▼▼▼
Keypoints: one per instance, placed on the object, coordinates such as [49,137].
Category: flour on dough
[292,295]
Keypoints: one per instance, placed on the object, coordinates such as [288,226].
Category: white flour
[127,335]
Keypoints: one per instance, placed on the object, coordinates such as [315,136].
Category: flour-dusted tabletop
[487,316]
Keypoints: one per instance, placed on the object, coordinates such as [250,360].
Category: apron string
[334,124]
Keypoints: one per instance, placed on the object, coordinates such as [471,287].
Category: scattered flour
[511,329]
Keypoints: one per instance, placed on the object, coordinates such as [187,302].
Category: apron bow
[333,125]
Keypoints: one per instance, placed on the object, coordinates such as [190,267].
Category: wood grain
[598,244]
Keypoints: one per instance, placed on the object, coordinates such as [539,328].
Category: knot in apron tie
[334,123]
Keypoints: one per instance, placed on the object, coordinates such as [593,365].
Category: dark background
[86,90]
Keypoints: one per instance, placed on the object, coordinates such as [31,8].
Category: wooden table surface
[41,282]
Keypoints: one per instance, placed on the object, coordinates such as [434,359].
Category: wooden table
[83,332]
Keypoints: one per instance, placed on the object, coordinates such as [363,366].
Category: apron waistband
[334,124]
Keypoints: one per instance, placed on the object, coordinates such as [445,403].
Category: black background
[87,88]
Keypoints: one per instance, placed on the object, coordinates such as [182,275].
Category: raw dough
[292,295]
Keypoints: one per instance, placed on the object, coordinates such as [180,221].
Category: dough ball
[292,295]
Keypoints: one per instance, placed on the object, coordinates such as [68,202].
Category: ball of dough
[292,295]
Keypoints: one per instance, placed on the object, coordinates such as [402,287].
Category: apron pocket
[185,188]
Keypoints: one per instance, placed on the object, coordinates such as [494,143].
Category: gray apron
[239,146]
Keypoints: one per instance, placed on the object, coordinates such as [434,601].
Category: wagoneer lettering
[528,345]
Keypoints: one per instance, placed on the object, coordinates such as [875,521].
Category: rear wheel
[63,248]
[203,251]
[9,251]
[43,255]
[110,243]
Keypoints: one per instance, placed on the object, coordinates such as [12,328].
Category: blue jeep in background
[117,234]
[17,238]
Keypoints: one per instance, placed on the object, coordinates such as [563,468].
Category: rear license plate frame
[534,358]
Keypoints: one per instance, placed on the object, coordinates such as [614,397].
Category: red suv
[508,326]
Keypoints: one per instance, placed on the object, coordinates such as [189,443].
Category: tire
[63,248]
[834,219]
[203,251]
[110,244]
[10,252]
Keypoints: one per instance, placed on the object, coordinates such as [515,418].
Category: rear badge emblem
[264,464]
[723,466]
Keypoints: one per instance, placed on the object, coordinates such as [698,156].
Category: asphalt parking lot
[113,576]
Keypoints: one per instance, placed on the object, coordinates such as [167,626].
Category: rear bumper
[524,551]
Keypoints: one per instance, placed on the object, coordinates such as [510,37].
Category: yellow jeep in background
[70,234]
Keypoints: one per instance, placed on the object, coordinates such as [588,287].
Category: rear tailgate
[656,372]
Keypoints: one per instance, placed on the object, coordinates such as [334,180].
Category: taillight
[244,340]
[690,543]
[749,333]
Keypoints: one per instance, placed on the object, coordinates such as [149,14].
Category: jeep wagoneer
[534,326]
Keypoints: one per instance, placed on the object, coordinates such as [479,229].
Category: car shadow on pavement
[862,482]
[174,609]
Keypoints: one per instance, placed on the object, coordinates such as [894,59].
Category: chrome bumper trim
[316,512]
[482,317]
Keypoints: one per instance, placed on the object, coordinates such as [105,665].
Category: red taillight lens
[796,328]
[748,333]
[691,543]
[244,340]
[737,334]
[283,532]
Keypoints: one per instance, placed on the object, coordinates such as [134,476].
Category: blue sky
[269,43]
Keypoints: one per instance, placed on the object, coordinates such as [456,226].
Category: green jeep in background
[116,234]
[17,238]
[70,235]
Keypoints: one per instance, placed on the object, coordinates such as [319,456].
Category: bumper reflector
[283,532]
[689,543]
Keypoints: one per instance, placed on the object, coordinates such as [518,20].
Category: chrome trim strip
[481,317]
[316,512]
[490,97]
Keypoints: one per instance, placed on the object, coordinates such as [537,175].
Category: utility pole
▲▲▲
Begin at the line that contains "such as [479,229]." and stop after the last line, rewriting every line in full with each answer coordinate offset by -69. Leave all coordinates outside the answers unchanged.

* [Output for this exercise]:
Keypoints: one per instance, placed on the object, coordinates such as [479,229].
Category: car shadow on pavement
[793,413]
[105,540]
Keypoints: one per instance, placed on the object, coordinates such as [894,59].
Category: chrome bumper trim
[247,443]
[413,248]
Keypoints: one per instance, placed on the object, coordinates such as [105,665].
Category: red taillight lens
[727,259]
[679,264]
[622,474]
[175,271]
[668,265]
[214,463]
Keypoints: one per instance, placed on the object, coordinates such as [134,476].
Category: blue sky
[200,-26]
Keypoints: one per instance, placed on the object, coordinates such as [456,226].
Category: green jeep in background
[47,165]
[-52,169]
[1,166]
Keypoints: one per instance, placed on the object, coordinates such as [319,456].
Category: bumper reflector
[214,463]
[620,474]
Keypoints: one per instance, placed on the object, coordinates such as [518,20].
Category: chrome trim strip
[412,248]
[247,443]
[421,28]
Keypoints: one per instance, placed on the object, coordinates such as [537,175].
Category: utility pole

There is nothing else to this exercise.